--- Given entries ---
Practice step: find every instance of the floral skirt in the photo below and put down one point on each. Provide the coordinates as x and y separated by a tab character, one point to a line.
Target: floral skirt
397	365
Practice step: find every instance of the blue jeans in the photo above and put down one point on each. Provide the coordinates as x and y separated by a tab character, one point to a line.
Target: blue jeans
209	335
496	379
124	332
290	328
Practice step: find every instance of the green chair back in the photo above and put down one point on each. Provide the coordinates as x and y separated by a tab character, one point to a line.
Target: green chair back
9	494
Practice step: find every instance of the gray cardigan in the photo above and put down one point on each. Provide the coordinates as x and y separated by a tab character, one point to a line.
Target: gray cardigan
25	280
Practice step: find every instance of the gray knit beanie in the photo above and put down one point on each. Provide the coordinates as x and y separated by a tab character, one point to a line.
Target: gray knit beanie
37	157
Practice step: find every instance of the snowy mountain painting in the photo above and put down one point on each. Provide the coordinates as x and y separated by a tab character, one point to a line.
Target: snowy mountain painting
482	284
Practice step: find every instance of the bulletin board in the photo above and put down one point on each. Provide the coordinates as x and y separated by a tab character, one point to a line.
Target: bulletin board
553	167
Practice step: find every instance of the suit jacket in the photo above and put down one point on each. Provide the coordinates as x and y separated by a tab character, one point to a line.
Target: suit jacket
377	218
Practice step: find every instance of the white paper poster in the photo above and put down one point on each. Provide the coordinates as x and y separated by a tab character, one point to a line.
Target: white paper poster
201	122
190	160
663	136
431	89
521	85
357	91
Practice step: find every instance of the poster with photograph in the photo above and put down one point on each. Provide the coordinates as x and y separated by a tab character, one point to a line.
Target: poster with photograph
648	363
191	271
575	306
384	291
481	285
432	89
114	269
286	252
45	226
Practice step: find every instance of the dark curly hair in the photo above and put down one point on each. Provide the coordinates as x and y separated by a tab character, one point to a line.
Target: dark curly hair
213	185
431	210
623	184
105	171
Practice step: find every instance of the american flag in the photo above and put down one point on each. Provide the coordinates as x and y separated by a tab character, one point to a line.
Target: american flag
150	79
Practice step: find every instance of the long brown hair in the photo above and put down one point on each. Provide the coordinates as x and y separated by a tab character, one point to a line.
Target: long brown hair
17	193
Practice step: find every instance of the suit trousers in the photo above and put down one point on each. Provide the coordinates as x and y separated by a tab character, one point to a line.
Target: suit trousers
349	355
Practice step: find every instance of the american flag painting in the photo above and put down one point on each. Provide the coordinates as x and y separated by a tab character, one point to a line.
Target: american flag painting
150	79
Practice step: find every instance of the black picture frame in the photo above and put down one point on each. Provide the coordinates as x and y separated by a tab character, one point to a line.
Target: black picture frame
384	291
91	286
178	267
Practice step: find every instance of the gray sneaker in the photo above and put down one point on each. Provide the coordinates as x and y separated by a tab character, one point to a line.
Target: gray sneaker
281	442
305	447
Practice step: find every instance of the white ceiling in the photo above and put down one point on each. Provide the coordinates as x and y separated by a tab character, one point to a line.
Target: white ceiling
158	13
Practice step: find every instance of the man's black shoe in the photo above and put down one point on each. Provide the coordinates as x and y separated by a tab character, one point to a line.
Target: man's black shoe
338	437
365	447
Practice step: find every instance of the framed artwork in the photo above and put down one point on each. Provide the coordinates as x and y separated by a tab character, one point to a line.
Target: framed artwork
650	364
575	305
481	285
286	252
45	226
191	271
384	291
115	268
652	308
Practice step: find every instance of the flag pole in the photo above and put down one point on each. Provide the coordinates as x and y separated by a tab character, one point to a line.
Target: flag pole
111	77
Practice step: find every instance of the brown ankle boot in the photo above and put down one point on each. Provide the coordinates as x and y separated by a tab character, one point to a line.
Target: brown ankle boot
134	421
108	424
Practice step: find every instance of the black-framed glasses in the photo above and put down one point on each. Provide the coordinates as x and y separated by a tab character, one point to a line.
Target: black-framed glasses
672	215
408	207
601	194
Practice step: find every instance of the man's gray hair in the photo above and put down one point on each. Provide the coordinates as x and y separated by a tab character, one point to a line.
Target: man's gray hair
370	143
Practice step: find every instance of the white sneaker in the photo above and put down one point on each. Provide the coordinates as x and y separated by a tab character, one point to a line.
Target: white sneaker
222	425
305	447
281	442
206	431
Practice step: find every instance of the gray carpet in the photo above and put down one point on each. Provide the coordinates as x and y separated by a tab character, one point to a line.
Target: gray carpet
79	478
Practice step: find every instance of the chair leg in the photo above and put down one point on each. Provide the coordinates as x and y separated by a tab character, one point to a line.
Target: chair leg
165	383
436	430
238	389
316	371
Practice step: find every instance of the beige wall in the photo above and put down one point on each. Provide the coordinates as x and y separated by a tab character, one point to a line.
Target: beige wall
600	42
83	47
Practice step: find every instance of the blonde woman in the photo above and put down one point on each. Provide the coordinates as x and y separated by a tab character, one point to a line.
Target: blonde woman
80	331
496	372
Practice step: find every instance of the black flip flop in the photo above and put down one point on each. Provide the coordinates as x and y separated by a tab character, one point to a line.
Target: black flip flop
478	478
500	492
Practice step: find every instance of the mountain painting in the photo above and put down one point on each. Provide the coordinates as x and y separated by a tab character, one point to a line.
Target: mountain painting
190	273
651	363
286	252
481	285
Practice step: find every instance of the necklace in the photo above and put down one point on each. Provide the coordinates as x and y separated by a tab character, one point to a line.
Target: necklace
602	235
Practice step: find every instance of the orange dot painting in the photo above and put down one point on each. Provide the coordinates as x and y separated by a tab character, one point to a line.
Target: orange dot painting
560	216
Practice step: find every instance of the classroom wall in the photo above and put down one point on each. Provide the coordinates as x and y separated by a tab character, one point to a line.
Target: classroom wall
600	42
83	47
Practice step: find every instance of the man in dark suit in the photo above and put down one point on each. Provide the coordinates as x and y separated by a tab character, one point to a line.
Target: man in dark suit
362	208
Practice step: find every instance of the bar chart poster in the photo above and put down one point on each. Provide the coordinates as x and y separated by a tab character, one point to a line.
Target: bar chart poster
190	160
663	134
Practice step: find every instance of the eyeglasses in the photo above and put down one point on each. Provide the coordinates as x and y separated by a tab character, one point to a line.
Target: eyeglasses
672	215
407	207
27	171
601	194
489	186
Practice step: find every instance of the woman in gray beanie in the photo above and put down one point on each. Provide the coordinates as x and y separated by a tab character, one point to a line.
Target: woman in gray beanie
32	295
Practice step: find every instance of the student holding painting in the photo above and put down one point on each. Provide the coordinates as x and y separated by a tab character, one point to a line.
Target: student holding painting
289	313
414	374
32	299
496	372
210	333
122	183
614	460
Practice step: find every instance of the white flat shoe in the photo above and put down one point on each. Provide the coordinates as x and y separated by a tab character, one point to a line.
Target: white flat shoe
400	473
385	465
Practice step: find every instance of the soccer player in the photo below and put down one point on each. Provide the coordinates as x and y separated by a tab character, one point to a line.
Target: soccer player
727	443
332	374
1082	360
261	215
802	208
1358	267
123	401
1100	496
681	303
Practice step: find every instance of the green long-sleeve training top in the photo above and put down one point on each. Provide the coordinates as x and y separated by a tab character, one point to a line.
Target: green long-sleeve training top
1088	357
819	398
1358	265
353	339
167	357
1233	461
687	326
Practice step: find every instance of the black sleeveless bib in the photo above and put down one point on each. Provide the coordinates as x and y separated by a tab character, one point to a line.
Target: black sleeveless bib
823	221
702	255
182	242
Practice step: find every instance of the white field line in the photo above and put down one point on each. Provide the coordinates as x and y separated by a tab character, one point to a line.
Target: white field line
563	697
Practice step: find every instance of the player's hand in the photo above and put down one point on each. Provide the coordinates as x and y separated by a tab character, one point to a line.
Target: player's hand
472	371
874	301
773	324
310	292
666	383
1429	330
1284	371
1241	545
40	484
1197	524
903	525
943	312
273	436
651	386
---
- [Aim]: Begin with the line containing "Practice step: find every instance of the soccer" and repeat each line exactly until the records above end.

- [Result for this exercise]:
Practice step: find every instance of the soccer player in the photo below and put down one point on each. Provide the coordinates as x and y separated by a tab character, one point to a line.
Target: soccer player
727	443
332	374
1082	360
261	215
802	208
1358	267
123	401
1100	496
681	303
Practice step: find every instance of the green long-sleeve training top in the photo above and put down one point on each. Provide the coordinates as x and y separated by a tab character, one point to a line.
Target: green long-sleeve training top
1088	357
819	398
1358	265
353	339
167	357
1233	461
687	326
Practice step: find every instance of the black sleeveless bib in the photo above and put down one point on each. Provide the coordinates as x and y separated by a tab character, one point to a line.
Target: black sleeveless bib
823	221
702	255
182	242
Practice step: find every instance of the white field line in the photo above and put down one point on each. Provide the coordinates as x and y separated by a tab character, one point to a line.
Target: white field line
563	697
Practice step: find every instance of the player's hand in the photo above and put down one point on each. Provide the coordinates as x and y separated by a tab character, one point to a line.
Target: player's hand
472	371
874	301
773	324
310	292
666	383
1429	330
1284	371
1241	545
40	484
1197	524
903	525
943	312
273	436
651	386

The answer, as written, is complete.